● EXERCISE DETAILS: Rewrite the entries from the line containing "Wildlife camera triggered. A mallard" through the line containing "(92, 160), (150, 207)", swapping "Wildlife camera" for "Trail camera" and changing nothing else.

● DATASET RECORDS:
** START **

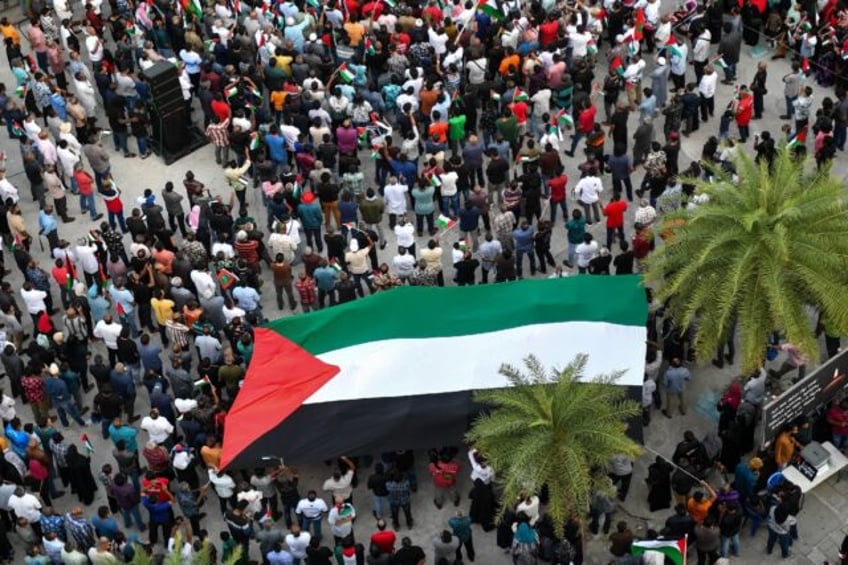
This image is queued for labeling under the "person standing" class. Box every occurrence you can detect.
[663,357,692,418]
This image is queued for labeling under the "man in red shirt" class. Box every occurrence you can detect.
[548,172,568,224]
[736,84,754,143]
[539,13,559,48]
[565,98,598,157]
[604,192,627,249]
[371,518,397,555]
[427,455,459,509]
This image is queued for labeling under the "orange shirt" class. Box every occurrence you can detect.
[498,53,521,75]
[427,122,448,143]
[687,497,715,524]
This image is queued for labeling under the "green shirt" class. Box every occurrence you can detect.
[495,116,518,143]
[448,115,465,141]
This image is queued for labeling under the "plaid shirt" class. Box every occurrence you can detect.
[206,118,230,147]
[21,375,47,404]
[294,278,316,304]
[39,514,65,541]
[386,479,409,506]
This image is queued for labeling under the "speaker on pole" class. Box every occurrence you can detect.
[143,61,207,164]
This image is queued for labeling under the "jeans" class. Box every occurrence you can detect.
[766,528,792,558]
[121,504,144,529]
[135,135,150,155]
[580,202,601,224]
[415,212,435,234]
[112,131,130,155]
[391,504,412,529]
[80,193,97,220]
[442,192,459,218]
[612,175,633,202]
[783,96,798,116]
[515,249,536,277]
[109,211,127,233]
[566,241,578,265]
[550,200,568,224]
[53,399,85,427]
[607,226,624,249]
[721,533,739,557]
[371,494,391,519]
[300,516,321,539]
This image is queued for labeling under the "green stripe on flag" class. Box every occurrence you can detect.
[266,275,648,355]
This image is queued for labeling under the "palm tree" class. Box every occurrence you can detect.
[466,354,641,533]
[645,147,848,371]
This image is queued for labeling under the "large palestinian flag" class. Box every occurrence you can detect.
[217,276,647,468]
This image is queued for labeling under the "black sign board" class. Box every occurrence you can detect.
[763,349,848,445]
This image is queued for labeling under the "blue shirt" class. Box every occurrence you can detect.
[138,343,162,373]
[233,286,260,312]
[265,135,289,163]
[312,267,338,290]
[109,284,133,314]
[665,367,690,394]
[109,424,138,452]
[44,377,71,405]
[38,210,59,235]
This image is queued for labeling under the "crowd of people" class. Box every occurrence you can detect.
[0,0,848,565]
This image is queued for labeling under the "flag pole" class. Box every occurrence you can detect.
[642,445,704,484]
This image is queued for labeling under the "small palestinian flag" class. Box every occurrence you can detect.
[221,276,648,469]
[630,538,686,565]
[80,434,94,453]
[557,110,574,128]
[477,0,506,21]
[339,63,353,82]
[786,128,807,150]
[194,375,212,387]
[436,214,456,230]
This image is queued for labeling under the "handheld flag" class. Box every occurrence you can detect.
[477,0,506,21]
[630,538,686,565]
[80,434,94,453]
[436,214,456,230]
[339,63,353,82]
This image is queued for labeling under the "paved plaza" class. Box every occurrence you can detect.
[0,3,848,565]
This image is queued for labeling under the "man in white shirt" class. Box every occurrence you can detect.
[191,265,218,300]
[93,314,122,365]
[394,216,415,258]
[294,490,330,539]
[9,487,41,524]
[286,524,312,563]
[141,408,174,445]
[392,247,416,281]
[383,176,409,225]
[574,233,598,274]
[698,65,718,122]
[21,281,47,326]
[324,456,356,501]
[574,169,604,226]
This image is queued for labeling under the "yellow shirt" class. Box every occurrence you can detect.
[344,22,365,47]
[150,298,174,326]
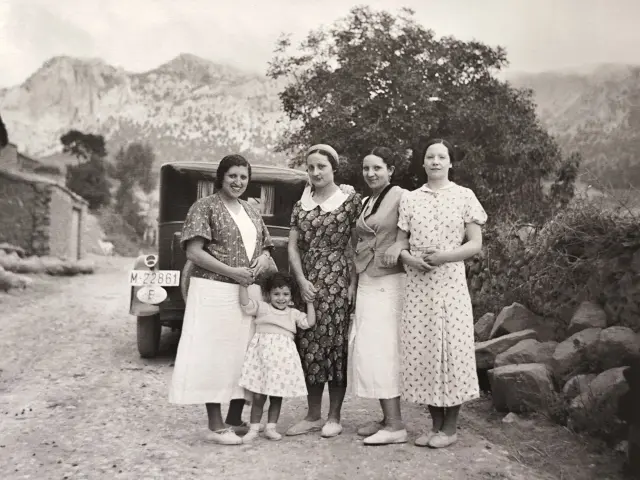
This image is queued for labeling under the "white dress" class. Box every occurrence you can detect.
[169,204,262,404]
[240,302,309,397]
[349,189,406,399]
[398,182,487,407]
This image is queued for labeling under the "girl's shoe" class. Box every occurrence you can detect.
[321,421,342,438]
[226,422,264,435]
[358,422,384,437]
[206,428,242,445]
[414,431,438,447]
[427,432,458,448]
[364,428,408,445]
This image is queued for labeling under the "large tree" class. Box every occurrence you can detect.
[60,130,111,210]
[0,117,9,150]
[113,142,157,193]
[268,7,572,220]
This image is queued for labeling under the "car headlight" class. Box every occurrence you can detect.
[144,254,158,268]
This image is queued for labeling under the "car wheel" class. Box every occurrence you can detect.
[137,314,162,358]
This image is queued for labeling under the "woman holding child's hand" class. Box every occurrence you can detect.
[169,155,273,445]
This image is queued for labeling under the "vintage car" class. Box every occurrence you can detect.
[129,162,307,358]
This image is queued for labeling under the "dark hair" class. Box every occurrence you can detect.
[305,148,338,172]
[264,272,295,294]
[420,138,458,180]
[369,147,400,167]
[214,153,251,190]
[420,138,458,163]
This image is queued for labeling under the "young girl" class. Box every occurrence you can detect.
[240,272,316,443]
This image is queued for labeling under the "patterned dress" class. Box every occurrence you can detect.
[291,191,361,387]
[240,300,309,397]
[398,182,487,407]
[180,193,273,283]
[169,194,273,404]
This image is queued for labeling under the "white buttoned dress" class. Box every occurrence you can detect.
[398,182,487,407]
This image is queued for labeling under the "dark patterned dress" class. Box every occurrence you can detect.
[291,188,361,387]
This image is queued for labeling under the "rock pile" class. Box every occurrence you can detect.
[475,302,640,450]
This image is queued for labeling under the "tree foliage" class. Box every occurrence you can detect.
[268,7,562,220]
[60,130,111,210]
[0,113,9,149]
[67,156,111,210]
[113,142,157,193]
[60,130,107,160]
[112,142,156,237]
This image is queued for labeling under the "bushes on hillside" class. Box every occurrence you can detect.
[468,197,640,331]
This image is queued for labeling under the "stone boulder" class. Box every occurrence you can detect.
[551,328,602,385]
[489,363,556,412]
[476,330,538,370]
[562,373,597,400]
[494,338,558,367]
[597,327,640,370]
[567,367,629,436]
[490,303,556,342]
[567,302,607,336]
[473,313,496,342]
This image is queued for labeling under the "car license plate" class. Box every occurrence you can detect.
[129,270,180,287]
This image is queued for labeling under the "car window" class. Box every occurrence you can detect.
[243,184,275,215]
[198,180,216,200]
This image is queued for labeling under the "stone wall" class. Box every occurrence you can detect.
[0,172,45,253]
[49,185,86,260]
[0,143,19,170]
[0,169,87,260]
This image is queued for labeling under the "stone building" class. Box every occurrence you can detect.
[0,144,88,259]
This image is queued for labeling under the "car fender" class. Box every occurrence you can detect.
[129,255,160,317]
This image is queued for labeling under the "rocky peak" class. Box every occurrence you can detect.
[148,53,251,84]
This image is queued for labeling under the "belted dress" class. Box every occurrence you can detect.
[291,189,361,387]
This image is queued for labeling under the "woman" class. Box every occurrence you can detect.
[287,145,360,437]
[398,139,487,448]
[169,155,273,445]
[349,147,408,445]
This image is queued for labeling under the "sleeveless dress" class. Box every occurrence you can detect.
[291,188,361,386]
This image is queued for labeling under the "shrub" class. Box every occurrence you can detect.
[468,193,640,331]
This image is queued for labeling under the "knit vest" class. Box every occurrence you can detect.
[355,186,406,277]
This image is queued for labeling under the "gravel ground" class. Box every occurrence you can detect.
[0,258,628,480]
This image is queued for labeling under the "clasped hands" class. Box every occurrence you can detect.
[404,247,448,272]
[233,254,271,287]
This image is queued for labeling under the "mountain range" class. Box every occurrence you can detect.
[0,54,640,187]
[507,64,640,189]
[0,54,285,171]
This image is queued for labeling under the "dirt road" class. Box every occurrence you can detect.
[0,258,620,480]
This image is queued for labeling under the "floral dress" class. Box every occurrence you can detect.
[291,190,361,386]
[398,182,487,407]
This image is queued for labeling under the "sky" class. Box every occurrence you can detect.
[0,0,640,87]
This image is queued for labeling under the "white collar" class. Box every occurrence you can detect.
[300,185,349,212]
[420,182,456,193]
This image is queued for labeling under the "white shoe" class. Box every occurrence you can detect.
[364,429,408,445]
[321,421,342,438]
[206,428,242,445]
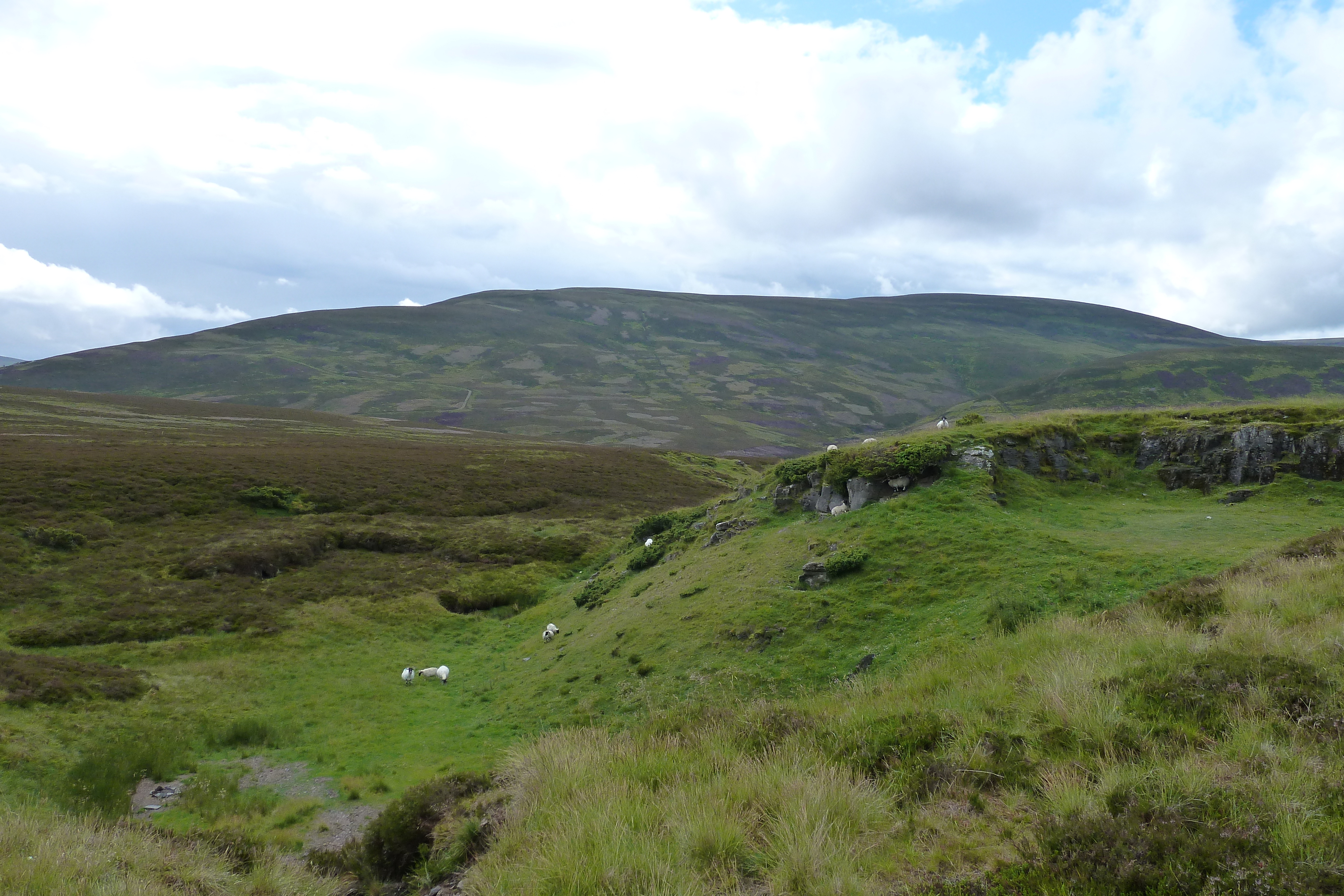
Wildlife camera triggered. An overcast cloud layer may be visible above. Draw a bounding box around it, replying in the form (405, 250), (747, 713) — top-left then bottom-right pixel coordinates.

** END **
** START **

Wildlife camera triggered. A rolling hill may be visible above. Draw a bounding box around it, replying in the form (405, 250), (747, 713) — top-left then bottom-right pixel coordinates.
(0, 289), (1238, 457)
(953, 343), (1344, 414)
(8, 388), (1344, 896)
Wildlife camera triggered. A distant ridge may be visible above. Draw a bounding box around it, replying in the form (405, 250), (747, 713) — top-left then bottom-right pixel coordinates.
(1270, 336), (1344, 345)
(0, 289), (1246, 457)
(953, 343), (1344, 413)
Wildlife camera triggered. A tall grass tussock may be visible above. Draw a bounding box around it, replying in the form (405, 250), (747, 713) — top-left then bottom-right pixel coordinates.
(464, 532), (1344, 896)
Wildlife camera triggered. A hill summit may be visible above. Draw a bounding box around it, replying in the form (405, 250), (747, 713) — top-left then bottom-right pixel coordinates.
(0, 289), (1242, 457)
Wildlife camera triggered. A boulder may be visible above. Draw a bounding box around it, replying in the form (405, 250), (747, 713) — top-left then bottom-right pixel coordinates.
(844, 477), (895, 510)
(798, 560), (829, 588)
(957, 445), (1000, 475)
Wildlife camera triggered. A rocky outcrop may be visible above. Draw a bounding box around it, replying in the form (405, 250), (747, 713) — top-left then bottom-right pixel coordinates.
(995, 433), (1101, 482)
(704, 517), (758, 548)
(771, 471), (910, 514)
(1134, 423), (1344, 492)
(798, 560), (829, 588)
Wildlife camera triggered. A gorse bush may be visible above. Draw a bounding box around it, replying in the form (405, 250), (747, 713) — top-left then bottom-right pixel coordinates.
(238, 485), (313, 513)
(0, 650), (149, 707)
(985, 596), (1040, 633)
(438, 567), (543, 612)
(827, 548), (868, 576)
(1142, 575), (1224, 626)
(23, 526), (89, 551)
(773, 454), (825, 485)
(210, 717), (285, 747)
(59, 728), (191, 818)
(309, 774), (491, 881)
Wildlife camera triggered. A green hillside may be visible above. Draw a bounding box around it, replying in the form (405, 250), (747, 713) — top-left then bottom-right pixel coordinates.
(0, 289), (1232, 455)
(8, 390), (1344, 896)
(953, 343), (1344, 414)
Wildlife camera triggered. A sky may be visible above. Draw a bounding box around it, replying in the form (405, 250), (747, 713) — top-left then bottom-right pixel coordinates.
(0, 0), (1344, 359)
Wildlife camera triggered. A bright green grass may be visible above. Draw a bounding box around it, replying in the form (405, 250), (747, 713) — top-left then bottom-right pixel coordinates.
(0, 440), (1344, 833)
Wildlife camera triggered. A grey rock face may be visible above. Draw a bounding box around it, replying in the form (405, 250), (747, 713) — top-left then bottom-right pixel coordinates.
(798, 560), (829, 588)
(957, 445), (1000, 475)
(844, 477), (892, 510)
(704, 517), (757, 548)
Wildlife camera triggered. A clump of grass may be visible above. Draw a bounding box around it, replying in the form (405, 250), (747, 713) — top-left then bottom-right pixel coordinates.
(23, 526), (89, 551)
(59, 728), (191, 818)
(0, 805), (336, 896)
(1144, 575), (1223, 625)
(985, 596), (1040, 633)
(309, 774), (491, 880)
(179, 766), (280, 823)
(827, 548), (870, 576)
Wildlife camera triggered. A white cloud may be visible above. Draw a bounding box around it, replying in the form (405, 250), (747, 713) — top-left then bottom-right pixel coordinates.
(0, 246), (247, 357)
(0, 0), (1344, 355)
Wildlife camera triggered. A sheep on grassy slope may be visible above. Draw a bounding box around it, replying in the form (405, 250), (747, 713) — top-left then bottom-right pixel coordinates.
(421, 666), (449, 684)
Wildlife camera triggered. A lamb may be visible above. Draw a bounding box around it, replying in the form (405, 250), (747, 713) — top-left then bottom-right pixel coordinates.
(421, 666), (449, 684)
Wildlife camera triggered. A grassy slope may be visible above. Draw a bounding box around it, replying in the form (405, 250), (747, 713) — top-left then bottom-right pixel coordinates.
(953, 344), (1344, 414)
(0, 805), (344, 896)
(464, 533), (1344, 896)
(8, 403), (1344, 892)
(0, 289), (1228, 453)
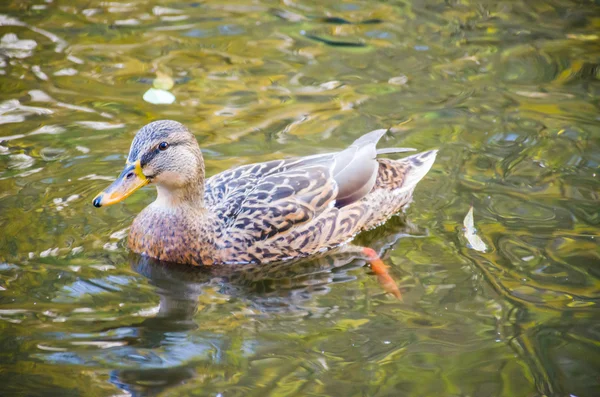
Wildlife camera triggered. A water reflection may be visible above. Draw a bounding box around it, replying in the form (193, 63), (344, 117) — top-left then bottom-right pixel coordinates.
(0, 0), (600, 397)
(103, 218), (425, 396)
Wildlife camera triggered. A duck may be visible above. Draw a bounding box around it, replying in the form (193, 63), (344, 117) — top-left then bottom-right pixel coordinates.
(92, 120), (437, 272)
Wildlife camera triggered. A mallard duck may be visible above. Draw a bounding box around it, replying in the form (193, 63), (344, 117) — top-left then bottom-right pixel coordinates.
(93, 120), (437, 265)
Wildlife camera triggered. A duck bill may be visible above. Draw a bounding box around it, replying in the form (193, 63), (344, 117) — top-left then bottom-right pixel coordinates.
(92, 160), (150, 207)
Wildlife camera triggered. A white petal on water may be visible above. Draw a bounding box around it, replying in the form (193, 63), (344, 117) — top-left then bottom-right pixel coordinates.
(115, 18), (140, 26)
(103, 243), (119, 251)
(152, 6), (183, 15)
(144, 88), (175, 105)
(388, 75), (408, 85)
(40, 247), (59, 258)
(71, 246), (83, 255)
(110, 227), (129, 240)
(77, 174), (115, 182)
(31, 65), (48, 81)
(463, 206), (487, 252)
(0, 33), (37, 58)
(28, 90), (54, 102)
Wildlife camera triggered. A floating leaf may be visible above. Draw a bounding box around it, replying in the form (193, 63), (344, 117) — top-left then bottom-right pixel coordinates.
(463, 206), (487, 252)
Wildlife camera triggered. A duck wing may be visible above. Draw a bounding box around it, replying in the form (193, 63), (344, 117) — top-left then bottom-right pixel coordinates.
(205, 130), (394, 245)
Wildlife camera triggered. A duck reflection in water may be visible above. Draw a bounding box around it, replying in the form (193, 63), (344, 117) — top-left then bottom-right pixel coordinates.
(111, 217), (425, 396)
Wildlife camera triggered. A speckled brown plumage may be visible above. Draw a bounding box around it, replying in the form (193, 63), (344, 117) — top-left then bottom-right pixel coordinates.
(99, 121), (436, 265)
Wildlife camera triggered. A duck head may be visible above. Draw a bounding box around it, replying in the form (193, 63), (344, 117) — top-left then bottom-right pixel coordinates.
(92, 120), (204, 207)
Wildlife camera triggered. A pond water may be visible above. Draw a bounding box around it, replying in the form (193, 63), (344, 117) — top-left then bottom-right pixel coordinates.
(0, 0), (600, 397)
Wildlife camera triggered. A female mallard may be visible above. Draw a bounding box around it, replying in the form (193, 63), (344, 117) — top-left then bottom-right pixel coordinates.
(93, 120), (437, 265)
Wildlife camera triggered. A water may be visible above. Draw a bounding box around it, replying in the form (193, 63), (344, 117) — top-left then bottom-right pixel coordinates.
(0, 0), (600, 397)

** END **
** START **

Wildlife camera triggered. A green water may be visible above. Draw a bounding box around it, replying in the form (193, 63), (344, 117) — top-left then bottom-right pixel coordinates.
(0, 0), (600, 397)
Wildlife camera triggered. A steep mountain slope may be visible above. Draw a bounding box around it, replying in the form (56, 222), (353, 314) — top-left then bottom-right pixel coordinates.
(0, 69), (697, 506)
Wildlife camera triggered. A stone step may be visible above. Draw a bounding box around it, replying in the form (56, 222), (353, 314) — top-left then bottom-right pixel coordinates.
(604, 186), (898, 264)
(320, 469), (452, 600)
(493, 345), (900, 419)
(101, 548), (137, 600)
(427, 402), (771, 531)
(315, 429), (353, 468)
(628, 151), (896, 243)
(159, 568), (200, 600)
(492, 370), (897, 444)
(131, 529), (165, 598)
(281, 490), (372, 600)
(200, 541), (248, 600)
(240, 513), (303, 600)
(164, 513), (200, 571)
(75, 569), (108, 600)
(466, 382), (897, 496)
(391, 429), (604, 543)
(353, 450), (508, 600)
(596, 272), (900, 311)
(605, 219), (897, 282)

** END **

● FINISHED ANSWER:
Trail camera triggered. A mallard duck may be visible above. Draw a bounding box around it, replying in the form (193, 63), (344, 117) — top-left then bottom-right pixel coordinates.
(93, 120), (437, 265)
Trail camera triggered. A duck bill may be visible above. Draw a bounding box around it, replying in the form (193, 63), (344, 117) — top-left then bottom-right pixel coordinates.
(92, 160), (150, 207)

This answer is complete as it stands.